[START OF Data for this task]

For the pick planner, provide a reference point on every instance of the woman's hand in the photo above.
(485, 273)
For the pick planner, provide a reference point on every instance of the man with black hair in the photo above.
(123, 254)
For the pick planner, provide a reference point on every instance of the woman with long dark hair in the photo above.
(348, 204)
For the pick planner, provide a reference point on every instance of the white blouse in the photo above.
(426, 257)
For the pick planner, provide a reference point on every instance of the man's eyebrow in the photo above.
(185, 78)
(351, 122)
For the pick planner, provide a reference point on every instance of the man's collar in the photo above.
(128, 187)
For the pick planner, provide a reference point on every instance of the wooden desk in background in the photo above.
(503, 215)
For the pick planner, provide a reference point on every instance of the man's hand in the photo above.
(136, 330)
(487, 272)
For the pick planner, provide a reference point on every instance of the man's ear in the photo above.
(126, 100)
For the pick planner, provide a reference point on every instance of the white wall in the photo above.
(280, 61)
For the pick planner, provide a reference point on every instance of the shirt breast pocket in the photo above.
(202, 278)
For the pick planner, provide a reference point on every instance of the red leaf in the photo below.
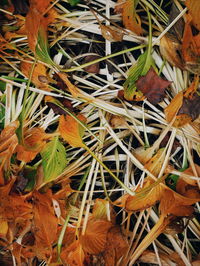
(152, 86)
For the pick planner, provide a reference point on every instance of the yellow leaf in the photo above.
(71, 131)
(72, 88)
(39, 75)
(94, 239)
(130, 18)
(194, 10)
(73, 255)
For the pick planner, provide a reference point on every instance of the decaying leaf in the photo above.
(73, 255)
(53, 159)
(184, 106)
(116, 246)
(152, 86)
(194, 10)
(94, 239)
(71, 131)
(8, 144)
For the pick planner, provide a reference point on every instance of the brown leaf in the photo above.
(20, 6)
(191, 106)
(191, 48)
(94, 239)
(73, 255)
(194, 10)
(152, 86)
(8, 144)
(39, 76)
(116, 246)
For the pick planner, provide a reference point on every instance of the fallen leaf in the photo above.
(95, 237)
(73, 255)
(116, 246)
(53, 159)
(190, 106)
(39, 75)
(71, 131)
(20, 6)
(152, 86)
(194, 10)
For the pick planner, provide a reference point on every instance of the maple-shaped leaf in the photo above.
(152, 86)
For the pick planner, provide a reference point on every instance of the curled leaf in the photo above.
(94, 239)
(152, 86)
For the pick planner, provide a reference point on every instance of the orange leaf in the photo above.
(39, 75)
(73, 255)
(194, 11)
(71, 131)
(94, 239)
(172, 109)
(146, 199)
(176, 204)
(130, 19)
(8, 144)
(116, 246)
(72, 88)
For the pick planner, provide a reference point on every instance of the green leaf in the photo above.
(74, 2)
(53, 159)
(144, 62)
(42, 48)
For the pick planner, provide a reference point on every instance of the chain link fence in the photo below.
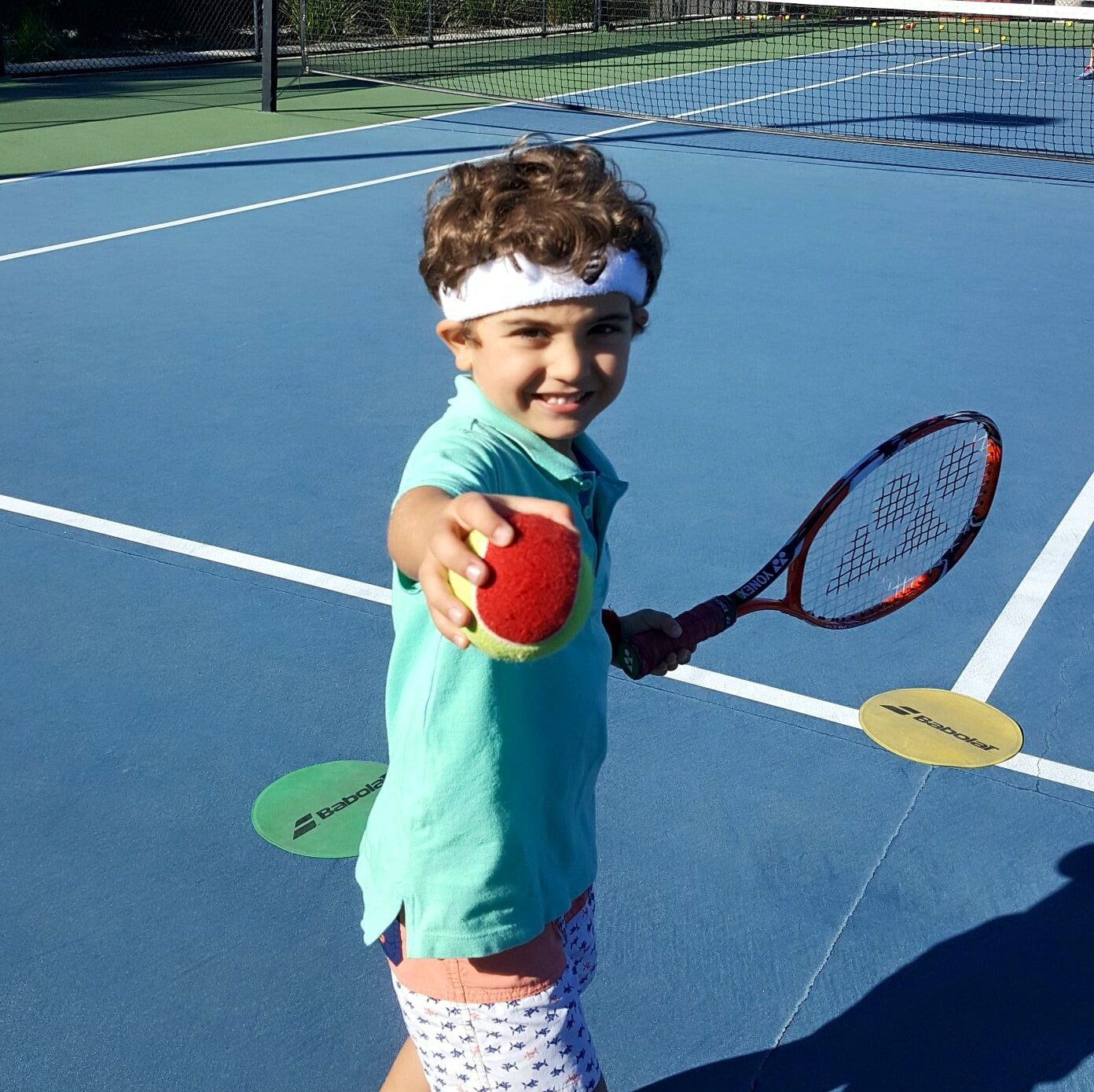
(83, 35)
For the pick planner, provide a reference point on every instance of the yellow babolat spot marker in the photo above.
(940, 728)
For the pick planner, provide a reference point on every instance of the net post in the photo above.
(302, 17)
(270, 55)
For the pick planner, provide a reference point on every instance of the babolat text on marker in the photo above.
(923, 719)
(351, 799)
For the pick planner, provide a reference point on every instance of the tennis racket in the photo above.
(890, 528)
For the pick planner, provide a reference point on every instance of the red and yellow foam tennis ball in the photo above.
(538, 595)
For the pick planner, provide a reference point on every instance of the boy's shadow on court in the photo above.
(1000, 1008)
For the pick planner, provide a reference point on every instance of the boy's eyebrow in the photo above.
(538, 321)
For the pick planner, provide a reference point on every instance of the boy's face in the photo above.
(553, 368)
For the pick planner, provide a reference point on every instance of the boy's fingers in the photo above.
(476, 513)
(451, 552)
(449, 631)
(442, 602)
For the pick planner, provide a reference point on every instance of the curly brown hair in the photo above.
(558, 204)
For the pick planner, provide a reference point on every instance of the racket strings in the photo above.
(896, 524)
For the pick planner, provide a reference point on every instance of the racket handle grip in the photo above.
(642, 653)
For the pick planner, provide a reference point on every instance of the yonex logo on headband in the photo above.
(514, 281)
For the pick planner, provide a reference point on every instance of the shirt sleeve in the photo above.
(455, 461)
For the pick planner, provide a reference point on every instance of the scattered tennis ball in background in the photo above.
(538, 595)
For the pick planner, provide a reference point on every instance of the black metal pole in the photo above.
(270, 53)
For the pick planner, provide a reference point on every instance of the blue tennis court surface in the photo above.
(215, 366)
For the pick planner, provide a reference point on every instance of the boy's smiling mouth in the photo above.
(564, 402)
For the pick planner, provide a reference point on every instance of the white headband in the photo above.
(513, 281)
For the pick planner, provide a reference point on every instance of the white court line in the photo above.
(1030, 765)
(253, 144)
(201, 217)
(189, 548)
(1000, 644)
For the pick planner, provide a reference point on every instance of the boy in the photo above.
(479, 855)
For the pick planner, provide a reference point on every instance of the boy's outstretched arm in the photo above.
(426, 539)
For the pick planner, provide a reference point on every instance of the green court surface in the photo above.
(64, 122)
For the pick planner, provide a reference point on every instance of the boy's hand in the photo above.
(446, 548)
(641, 622)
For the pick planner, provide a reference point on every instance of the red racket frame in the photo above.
(641, 653)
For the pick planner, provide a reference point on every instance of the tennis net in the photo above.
(989, 75)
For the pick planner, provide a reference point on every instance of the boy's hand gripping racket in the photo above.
(885, 532)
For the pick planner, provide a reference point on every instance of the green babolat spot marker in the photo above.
(320, 811)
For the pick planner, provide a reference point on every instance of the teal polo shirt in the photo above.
(485, 829)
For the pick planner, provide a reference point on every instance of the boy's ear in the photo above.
(457, 336)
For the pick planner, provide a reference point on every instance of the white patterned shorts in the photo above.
(499, 1025)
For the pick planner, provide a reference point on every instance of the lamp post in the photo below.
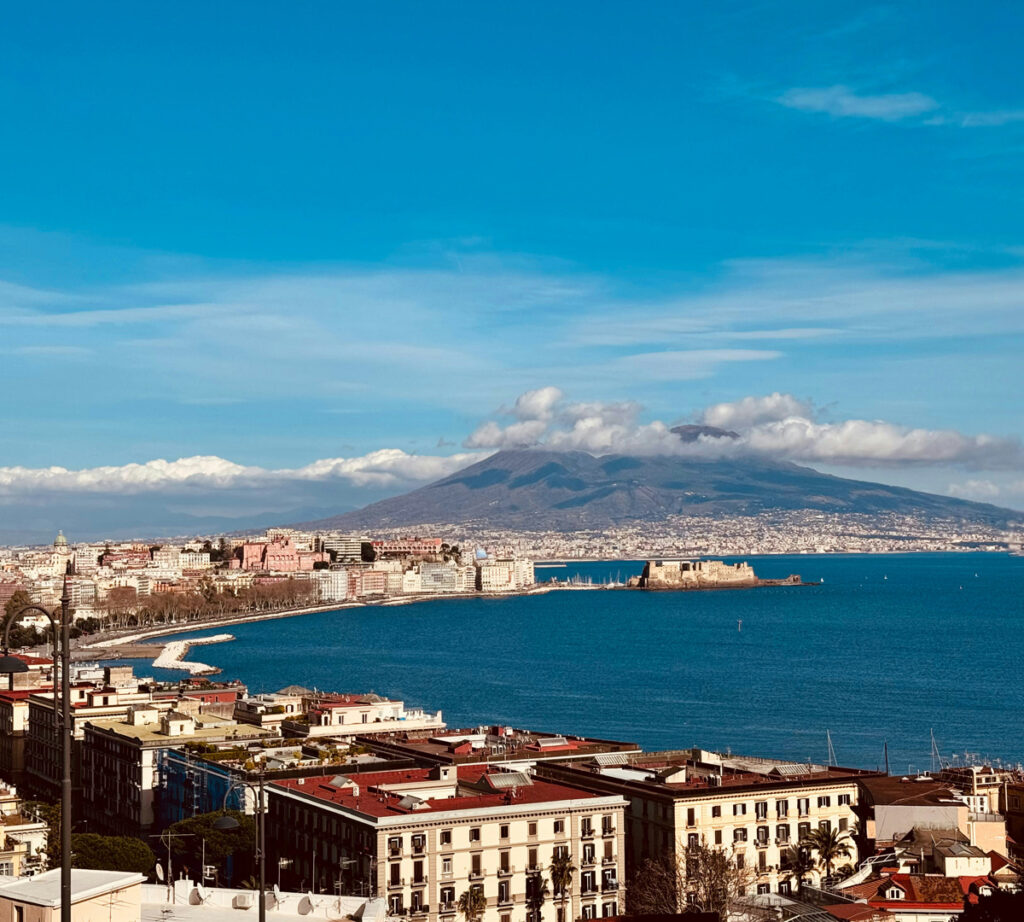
(60, 626)
(226, 823)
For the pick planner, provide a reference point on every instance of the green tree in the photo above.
(561, 871)
(112, 853)
(537, 893)
(239, 844)
(472, 904)
(829, 844)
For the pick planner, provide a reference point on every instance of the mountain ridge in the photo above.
(540, 489)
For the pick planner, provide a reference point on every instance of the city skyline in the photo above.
(334, 254)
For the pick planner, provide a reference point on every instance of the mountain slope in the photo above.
(536, 489)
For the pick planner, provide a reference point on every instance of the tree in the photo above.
(705, 878)
(112, 853)
(561, 871)
(237, 844)
(537, 893)
(829, 844)
(473, 904)
(799, 862)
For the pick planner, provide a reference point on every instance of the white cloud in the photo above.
(386, 467)
(752, 411)
(841, 101)
(777, 425)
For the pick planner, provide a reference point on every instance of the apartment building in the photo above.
(121, 759)
(423, 837)
(348, 715)
(757, 808)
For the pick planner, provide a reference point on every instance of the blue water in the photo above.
(888, 648)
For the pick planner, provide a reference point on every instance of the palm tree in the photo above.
(562, 870)
(798, 861)
(472, 904)
(537, 892)
(829, 844)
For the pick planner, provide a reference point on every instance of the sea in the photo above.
(886, 654)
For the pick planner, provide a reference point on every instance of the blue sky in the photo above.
(278, 234)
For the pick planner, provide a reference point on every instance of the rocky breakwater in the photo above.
(682, 575)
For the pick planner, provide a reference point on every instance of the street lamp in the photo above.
(226, 824)
(60, 626)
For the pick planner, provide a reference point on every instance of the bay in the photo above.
(889, 648)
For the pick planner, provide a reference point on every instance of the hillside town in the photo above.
(112, 582)
(118, 583)
(372, 808)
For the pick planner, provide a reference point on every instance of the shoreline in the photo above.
(173, 656)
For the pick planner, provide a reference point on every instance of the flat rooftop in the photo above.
(399, 793)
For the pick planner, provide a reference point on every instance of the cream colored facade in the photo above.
(423, 862)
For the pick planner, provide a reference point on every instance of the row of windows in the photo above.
(418, 841)
(803, 805)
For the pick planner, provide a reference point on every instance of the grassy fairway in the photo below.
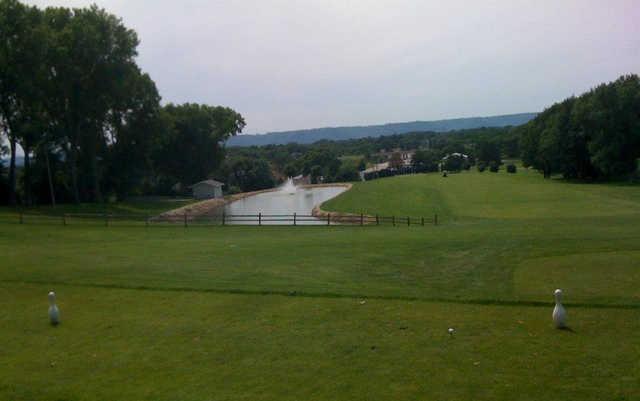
(165, 313)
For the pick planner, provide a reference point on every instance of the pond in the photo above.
(285, 201)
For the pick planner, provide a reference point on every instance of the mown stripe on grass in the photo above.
(471, 301)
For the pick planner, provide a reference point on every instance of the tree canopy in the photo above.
(88, 119)
(595, 135)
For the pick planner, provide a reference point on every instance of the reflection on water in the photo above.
(301, 201)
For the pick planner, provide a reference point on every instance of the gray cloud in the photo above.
(300, 64)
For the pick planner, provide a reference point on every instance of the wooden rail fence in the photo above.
(223, 219)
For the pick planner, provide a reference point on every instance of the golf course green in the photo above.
(341, 312)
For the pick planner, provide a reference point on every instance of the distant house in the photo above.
(301, 180)
(374, 169)
(405, 155)
(207, 189)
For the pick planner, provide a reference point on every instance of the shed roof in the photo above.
(211, 183)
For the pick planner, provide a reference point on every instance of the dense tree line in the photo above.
(335, 161)
(88, 119)
(595, 135)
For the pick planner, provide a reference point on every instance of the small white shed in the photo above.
(207, 189)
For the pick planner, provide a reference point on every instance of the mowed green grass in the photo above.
(524, 195)
(332, 313)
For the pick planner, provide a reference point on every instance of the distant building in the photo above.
(301, 180)
(405, 155)
(375, 168)
(207, 189)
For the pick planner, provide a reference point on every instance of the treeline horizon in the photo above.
(93, 129)
(593, 136)
(89, 120)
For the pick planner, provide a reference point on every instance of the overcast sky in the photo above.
(302, 64)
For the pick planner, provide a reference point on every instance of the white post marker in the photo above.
(559, 313)
(54, 312)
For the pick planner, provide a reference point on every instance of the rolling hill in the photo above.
(341, 133)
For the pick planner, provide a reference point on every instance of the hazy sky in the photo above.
(301, 64)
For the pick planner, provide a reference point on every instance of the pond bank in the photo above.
(211, 207)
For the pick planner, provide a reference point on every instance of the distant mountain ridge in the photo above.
(307, 136)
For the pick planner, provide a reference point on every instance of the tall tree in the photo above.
(92, 53)
(193, 147)
(21, 73)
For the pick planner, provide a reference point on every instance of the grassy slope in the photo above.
(150, 206)
(506, 239)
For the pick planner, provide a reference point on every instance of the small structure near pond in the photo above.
(207, 189)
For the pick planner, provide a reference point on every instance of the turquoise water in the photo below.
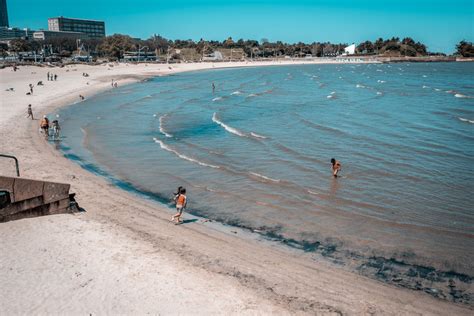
(256, 153)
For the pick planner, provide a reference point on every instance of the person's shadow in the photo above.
(187, 221)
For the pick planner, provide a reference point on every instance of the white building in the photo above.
(349, 50)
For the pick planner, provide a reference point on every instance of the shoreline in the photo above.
(283, 283)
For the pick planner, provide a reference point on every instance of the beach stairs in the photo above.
(22, 198)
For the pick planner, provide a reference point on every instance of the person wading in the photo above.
(335, 167)
(44, 124)
(181, 202)
(30, 112)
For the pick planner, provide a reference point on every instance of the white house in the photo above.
(349, 50)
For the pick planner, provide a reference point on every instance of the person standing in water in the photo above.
(30, 112)
(44, 124)
(56, 129)
(335, 167)
(181, 202)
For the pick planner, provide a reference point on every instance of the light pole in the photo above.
(139, 49)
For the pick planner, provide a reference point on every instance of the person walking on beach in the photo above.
(44, 124)
(335, 167)
(30, 112)
(181, 202)
(56, 129)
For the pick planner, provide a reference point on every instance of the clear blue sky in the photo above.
(438, 24)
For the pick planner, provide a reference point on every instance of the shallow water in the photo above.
(256, 153)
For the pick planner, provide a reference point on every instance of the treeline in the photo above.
(114, 47)
(393, 46)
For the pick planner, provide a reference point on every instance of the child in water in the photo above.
(335, 167)
(181, 201)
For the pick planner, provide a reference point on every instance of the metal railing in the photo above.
(16, 163)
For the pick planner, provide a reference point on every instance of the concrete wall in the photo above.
(33, 198)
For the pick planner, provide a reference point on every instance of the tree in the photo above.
(3, 50)
(114, 46)
(465, 49)
(19, 45)
(366, 47)
(228, 43)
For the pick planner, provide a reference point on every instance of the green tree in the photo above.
(465, 49)
(114, 46)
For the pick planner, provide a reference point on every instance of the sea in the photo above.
(255, 153)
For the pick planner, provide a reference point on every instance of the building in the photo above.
(349, 50)
(94, 29)
(139, 56)
(46, 35)
(9, 33)
(3, 14)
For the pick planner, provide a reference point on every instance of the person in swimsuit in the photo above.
(335, 167)
(181, 202)
(30, 112)
(44, 124)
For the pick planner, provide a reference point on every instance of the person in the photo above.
(181, 202)
(335, 167)
(56, 129)
(176, 195)
(30, 112)
(44, 124)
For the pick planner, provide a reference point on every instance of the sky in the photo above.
(438, 24)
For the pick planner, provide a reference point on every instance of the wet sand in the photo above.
(123, 255)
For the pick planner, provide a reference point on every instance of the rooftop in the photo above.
(63, 17)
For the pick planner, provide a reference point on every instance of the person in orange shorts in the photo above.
(335, 167)
(181, 202)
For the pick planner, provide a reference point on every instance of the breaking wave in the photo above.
(261, 176)
(182, 156)
(466, 120)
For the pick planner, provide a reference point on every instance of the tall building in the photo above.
(3, 14)
(95, 29)
(46, 35)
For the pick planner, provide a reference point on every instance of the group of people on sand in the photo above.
(52, 77)
(45, 126)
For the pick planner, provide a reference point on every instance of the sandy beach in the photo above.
(122, 255)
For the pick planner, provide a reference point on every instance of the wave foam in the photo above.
(257, 135)
(261, 176)
(171, 150)
(465, 120)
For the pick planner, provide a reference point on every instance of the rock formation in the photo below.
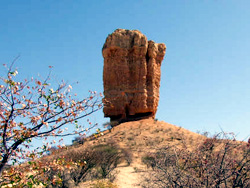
(131, 75)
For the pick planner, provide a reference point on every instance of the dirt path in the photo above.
(129, 176)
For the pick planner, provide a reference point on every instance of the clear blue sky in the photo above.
(205, 83)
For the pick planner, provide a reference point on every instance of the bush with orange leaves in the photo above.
(32, 109)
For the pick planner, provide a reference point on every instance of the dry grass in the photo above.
(132, 142)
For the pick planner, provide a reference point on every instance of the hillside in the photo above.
(148, 154)
(140, 138)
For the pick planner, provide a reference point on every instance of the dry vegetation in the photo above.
(159, 154)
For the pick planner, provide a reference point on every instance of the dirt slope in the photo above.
(140, 138)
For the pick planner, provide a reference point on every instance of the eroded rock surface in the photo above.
(131, 75)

[END OF Data for this task]

What is asked
Your answer should consist only of the lines from the one with "leaves in the photo above." through the end of the data above, reproduced exactly.

Solution for this problem
For the pick planner, provide a reference point on every instance of the bush with orange leaves in the photo above.
(32, 109)
For the pick planner, provide a reference point on every instance of the dry grass in the photo above.
(132, 142)
For the pick planner, provide a reference point on every instance of the hillside in the photo above.
(148, 154)
(140, 138)
For the pick planner, provide a reference point on every instance of the dry vegetation in the photo above.
(159, 154)
For the pick planner, provide a reference point on every instance of the dirt slope in the photo above.
(140, 138)
For the pick planner, provide a reference point on every instance of the eroded rock surface in the photo above.
(131, 75)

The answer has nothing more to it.